THE REQUEST:
From the message on short Unicode names, extract the passage starting with "Here's the URL" and going on through "by compatibility issues.", copied word for word.

++++ DOCUMENT TEXT ++++

Re: short Unicode names?

From: Sairus P. Patel (sppatel@Adobe.COM)
Date: Tue Jan 06 1998 - 18:19:17 EST


Werner:

Here's the URL for Adobe's "Unicode and Glyph Names" document:

 http://www.adobe.com/supportservice/devrelations/typeforum/unicodegn.html

for your reference, even though it won't fit your particular needs, because:

1. It specifies an extensible glyph-naming mechanism ("uni<CODE>" e.g.
   "uniBB75") for all Unicode characters not in the 1000-odd-entry Adobe
   Glyph List. You say you want descriptive, "human-readable" names for all
   entries in your database.

2. Due to backward-compatibility issues, several glyph names are not
   particularly appropriate; further, some are mapped to more than one
   Unicode value. You say you aren't limited by compatibility issues.

++++ STORED RECORDS ++++

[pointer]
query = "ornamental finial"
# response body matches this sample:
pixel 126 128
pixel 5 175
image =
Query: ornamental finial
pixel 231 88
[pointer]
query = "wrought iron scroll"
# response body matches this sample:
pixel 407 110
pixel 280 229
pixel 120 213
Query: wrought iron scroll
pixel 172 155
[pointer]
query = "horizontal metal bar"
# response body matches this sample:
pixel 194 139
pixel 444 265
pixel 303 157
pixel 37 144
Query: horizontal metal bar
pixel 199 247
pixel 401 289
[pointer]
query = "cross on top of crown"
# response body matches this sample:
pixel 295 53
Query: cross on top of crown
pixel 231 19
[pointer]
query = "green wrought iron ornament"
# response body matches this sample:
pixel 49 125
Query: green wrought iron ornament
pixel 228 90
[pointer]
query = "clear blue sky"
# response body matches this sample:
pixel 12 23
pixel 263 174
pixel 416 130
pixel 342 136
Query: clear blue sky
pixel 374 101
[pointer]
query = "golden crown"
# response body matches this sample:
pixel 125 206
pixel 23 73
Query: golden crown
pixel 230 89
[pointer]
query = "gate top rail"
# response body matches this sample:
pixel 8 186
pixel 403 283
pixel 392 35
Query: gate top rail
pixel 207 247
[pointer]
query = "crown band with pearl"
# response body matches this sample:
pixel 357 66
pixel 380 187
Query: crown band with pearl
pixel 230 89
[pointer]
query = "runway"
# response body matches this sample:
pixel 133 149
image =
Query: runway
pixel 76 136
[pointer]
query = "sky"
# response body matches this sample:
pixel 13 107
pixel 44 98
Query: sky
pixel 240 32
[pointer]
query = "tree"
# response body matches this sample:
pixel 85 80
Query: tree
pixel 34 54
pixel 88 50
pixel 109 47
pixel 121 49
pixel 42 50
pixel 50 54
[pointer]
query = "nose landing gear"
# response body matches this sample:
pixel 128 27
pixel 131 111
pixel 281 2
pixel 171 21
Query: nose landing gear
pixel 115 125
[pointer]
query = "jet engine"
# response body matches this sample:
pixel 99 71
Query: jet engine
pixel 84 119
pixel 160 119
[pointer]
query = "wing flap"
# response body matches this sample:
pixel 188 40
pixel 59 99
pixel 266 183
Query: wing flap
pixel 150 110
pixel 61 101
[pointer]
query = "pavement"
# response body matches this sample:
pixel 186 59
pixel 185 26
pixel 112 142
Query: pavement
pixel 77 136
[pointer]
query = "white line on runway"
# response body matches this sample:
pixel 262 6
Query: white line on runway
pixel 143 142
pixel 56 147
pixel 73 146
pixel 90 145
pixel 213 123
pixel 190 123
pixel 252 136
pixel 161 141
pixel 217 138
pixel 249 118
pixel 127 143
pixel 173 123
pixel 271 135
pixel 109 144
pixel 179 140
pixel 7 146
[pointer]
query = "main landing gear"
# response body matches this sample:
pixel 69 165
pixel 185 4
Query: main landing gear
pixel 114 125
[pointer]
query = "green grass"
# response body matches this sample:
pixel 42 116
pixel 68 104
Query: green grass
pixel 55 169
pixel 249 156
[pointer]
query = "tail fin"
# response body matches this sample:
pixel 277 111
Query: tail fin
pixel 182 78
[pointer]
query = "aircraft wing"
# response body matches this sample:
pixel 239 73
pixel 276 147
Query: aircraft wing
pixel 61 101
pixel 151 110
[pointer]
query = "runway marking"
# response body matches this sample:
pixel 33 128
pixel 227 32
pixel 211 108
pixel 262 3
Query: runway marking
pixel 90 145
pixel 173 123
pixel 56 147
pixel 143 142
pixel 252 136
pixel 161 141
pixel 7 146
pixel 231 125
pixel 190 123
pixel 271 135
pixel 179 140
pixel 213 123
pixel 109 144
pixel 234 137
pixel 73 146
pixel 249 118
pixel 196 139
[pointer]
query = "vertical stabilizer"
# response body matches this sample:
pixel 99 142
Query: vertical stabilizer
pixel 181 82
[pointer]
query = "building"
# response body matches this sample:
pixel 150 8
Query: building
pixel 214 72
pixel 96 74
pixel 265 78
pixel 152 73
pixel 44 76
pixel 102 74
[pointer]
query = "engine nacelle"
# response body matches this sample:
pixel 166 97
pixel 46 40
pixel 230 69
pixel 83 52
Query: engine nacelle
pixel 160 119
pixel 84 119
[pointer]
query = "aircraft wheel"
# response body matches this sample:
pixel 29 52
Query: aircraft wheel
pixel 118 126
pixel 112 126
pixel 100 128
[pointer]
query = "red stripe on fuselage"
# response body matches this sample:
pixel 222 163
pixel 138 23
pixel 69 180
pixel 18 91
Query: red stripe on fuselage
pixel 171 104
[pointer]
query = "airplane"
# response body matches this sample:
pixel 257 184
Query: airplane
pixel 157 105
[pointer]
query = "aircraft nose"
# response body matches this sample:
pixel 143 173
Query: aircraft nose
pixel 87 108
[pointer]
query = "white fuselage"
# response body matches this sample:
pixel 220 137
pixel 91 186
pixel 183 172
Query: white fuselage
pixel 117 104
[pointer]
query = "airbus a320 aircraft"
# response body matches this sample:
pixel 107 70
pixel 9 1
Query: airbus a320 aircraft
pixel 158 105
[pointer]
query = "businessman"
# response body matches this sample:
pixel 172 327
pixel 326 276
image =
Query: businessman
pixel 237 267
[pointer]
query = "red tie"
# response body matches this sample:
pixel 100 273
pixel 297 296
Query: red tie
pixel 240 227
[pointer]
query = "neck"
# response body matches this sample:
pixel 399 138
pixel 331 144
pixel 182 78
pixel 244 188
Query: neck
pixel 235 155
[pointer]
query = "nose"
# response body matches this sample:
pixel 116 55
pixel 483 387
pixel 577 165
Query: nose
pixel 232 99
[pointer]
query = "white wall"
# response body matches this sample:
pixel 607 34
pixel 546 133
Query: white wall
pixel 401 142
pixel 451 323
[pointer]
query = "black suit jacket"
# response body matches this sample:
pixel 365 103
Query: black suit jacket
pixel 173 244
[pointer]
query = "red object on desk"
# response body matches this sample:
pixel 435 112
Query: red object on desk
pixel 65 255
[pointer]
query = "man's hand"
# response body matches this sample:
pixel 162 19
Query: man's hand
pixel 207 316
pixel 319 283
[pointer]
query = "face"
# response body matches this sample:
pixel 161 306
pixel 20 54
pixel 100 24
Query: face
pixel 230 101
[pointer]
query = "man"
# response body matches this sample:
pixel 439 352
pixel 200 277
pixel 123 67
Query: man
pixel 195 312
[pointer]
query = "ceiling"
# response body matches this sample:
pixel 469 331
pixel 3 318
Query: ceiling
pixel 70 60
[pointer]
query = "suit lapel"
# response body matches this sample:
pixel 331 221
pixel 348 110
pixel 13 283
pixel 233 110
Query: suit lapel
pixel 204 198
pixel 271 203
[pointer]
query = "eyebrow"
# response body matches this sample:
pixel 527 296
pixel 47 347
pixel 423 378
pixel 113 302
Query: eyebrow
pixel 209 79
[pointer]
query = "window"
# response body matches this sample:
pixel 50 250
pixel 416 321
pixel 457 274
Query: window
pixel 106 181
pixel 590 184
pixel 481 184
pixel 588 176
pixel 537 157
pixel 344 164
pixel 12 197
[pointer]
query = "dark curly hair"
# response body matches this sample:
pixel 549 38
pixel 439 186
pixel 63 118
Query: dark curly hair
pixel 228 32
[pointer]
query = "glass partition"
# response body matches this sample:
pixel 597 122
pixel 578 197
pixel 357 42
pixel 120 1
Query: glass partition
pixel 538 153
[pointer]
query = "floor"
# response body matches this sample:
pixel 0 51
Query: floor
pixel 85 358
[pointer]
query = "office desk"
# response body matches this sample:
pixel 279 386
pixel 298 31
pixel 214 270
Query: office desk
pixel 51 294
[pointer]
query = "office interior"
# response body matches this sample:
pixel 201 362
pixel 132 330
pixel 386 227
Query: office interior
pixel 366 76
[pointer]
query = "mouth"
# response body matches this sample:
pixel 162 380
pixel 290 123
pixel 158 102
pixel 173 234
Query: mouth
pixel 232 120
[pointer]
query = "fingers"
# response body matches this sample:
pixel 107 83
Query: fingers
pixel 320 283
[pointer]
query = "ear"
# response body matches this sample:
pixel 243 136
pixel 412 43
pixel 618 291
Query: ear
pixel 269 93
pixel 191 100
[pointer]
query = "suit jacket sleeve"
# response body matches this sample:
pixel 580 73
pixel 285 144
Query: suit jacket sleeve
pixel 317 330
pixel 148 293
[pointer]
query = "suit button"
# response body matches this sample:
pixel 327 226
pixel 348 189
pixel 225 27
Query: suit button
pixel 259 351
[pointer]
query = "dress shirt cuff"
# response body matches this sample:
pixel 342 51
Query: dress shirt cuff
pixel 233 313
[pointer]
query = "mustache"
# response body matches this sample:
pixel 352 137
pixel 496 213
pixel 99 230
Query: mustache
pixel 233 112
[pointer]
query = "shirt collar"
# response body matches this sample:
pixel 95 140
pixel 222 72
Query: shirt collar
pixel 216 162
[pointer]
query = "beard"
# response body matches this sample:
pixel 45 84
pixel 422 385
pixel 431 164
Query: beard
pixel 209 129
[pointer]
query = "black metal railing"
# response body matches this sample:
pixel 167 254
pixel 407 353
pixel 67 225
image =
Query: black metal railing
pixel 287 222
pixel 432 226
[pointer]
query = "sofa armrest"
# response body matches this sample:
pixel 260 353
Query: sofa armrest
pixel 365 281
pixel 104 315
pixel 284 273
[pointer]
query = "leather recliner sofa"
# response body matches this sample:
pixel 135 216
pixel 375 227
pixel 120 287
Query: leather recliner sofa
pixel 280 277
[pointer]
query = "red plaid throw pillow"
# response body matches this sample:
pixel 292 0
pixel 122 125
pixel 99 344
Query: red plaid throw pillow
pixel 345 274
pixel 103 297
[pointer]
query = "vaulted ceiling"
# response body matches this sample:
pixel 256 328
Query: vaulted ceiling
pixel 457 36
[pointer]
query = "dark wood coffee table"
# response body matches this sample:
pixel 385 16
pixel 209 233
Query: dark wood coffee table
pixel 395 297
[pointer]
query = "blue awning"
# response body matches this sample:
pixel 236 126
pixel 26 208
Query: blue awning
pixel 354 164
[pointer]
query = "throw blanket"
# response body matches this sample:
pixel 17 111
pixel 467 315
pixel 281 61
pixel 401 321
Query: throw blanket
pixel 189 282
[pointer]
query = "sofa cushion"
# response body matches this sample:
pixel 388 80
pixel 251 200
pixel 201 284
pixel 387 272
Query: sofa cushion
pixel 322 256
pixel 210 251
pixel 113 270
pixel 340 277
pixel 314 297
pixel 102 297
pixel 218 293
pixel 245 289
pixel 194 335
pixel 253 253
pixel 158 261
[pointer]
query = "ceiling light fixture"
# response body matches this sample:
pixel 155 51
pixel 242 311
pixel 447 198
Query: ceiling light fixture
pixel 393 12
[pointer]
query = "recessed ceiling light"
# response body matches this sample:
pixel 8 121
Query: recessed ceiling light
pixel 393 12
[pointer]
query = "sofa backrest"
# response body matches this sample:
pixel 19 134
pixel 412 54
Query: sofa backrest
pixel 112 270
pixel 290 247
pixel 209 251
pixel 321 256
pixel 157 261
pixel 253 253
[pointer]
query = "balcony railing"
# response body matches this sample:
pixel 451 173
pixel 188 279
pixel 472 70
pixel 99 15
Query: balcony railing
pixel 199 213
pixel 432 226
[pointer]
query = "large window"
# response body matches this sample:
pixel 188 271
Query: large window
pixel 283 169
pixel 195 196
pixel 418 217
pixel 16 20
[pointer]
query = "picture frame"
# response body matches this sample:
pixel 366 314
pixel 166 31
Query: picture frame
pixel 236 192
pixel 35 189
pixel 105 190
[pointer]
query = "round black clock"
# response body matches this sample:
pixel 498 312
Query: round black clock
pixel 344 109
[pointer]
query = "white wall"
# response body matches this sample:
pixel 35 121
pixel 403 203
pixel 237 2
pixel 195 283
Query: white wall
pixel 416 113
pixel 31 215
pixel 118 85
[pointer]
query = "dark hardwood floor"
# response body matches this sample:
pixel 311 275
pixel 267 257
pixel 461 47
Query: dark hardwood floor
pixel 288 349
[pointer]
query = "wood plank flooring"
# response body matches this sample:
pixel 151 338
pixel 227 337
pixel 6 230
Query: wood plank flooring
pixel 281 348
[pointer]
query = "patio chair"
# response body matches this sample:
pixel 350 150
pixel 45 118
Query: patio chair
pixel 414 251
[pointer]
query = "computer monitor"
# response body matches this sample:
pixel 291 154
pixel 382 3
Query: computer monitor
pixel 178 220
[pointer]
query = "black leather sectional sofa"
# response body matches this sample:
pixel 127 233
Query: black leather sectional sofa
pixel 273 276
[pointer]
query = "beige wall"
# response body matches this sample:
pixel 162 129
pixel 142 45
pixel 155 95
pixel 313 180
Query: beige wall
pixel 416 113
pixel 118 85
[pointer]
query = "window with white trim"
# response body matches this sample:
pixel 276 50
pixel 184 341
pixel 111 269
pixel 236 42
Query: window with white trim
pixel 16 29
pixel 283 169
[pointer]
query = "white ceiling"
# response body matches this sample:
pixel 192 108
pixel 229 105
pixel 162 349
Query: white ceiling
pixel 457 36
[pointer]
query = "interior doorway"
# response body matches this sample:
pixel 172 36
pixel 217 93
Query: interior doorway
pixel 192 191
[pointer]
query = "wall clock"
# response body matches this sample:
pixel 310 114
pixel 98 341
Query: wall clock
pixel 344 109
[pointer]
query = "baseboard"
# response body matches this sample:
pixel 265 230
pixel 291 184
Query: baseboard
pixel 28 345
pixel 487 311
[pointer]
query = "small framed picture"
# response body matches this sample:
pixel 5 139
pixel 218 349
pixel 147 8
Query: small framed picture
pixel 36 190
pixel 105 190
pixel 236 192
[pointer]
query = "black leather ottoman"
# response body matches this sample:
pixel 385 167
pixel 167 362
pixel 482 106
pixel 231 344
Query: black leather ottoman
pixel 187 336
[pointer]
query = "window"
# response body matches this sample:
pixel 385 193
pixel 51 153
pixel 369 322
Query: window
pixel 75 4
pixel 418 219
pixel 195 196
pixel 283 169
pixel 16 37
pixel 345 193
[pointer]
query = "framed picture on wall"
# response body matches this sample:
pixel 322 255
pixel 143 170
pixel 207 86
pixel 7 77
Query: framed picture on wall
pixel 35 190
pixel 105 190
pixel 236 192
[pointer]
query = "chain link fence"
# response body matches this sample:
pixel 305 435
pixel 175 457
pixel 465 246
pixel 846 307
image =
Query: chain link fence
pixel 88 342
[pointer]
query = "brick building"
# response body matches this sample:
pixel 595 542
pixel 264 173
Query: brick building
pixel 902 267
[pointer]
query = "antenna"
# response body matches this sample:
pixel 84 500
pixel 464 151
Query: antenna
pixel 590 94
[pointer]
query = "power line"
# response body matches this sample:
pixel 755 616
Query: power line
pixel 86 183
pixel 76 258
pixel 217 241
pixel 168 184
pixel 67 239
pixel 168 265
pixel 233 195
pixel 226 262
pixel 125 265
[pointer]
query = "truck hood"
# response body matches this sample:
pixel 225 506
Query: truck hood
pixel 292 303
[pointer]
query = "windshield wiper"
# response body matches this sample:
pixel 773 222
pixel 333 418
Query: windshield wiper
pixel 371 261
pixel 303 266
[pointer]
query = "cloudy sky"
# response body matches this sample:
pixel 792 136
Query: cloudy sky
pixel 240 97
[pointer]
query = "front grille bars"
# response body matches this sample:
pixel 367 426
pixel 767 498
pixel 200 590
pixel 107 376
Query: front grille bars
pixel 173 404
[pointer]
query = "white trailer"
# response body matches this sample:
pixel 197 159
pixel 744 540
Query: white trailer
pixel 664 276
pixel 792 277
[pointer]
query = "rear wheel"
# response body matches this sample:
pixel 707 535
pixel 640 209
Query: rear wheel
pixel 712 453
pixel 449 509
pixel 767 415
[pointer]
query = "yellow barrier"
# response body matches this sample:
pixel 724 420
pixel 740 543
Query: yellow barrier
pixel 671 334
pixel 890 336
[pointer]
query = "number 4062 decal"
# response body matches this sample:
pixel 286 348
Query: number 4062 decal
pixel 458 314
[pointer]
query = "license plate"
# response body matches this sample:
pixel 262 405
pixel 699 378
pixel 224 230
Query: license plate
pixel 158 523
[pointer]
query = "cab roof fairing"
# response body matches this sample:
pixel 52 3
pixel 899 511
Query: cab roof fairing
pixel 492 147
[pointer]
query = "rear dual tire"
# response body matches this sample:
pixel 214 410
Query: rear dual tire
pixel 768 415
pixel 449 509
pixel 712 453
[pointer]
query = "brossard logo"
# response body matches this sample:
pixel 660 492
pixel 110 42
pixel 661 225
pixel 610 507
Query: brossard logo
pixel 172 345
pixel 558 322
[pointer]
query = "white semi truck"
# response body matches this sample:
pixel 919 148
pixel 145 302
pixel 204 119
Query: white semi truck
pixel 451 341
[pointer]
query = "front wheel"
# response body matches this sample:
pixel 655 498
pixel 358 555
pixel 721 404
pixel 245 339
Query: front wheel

++++

ANSWER TO THIS EXERCISE:
Here's the URL for Adobe's "Unicode and Glyph Names" document:

 http://www.adobe.com/supportservice/devrelations/typeforum/unicodegn.html

for your reference, even though it won't fit your particular needs, because:

1. It specifies an extensible glyph-naming mechanism ("uni<CODE>" e.g.
   "uniBB75") for all Unicode characters not in the 1000-odd-entry Adobe
   Glyph List. You say you want descriptive, "human-readable" names for all
   entries in your database.

2. Due to backward-compatibility issues, several glyph names are not
   particularly appropriate; further, some are mapped to more than one
   Unicode value. You say you aren't limited by compatibility issues.